» **EXTRACTED TEXT**:
+ + +

Gilford Motor Co Ltd v Horne [1933] Ch 935 is a UK company law case concerning piercing the corporate veil. It gives an example of when courts will treat shareholders and a company as one, in a situation where a company is used as an instrument of fraud.

Facts
Mr EB Horne was formerly a managing director of the Gilford Motor Co Ltd. His employment contract stipulated (clause 9) not to solicit customers of the company if he were to leave employment of Gilford Motor Co. Mr. Horne was fired, thereafter he set up his own business and undercut Gilford Motor Co's prices. He received legal advice saying that he was probably acting in breach of contract. So he set up a company, JM Horne & Co Ltd, in which his wife and a friend called Mr Howard were the sole shareholders and directors. They took over Horne’s business and continued it. Mr. Horne sent out fliers saying,

The company had no such agreement with Gilford Motor about not competing, however Gilford Motor brought an action alleging that the company was used as an instrument of fraud to conceal Mr Horne's illegitimate actions.

+ + +

» **AVAILABLE DATA**:
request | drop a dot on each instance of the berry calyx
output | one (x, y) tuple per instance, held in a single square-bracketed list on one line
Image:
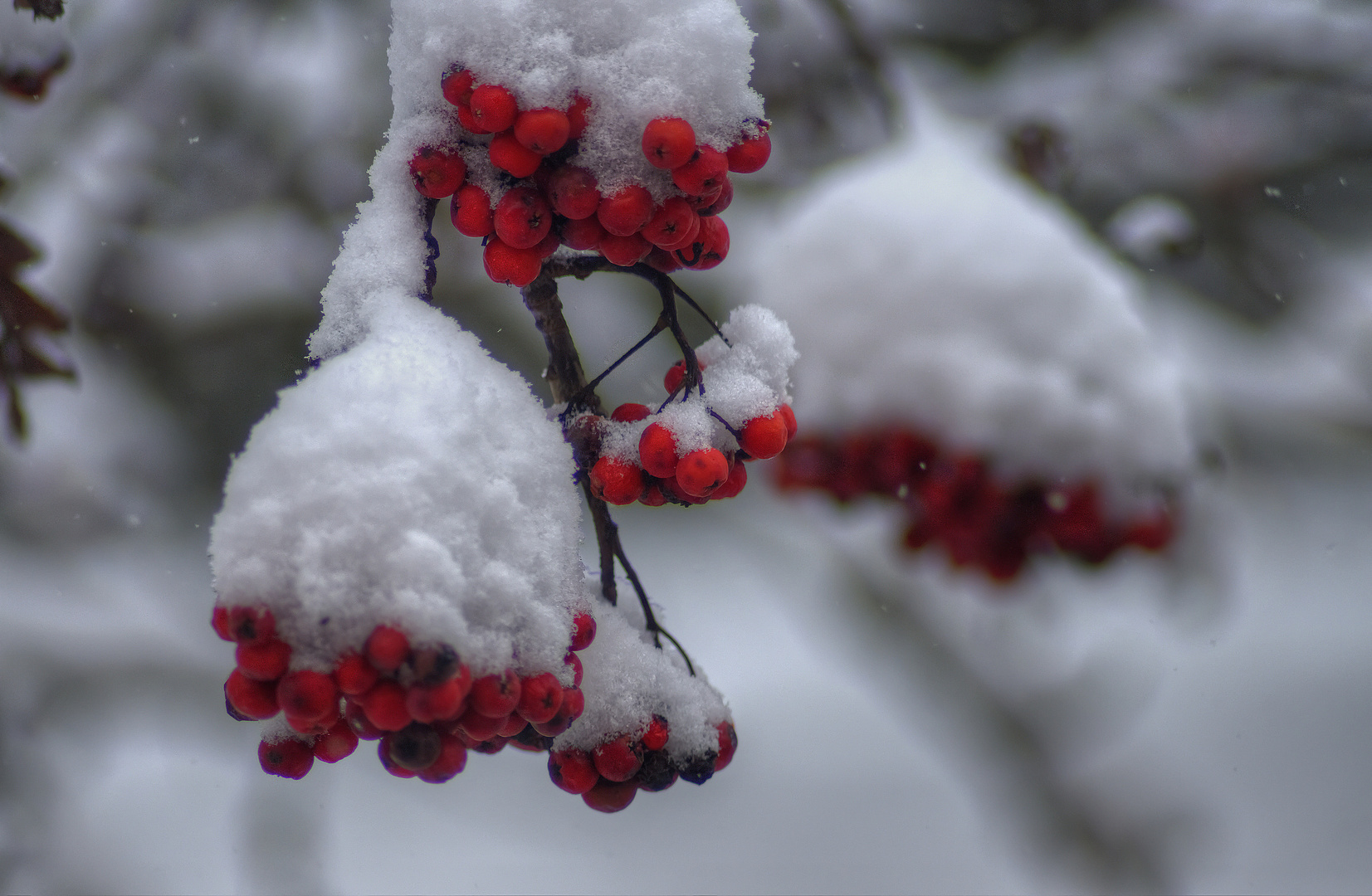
[(668, 142), (701, 471), (542, 129), (287, 757), (657, 450)]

+ + +

» **EXERCISE A**:
In the text on Gilford Motor Co Ltd v Horne, why did Mr Horne set up JM Horne & Co Ltd? Answer in one to three sentences.
» **EXERCISE B**:
Write the next part of the text on Gilford Motor Co Ltd v Horne, starting after its last sentence.

» **EXERCISE RESPONSE A**:
Mr Horne set up JM Horne & Co Ltd because he had received legal advice that he was probably acting in breach of his employment contract, which barred him from soliciting Gilford Motor Co's customers after leaving.

» **EXERCISE RESPONSE B**:
Judgment

High Court
Farwell J held that the covenant Mr Horne would not compete was broken. ‘I cannot help feeling quite convinced that at any rate one of the reasons for the creation of that company was the fear of Mr Horne that he might commit breaches of the covenant in carrying on the business…’ But because the covenant was too wide and against public policy (restraint of trade?) he refused to enforce it. Gilford Motor appealed.

Court of Appeal
Lord Hanworth MR granted an injunction, so that Horne was forced to stop competing through the company.

Lawrence LJ and Romer LJ concurred.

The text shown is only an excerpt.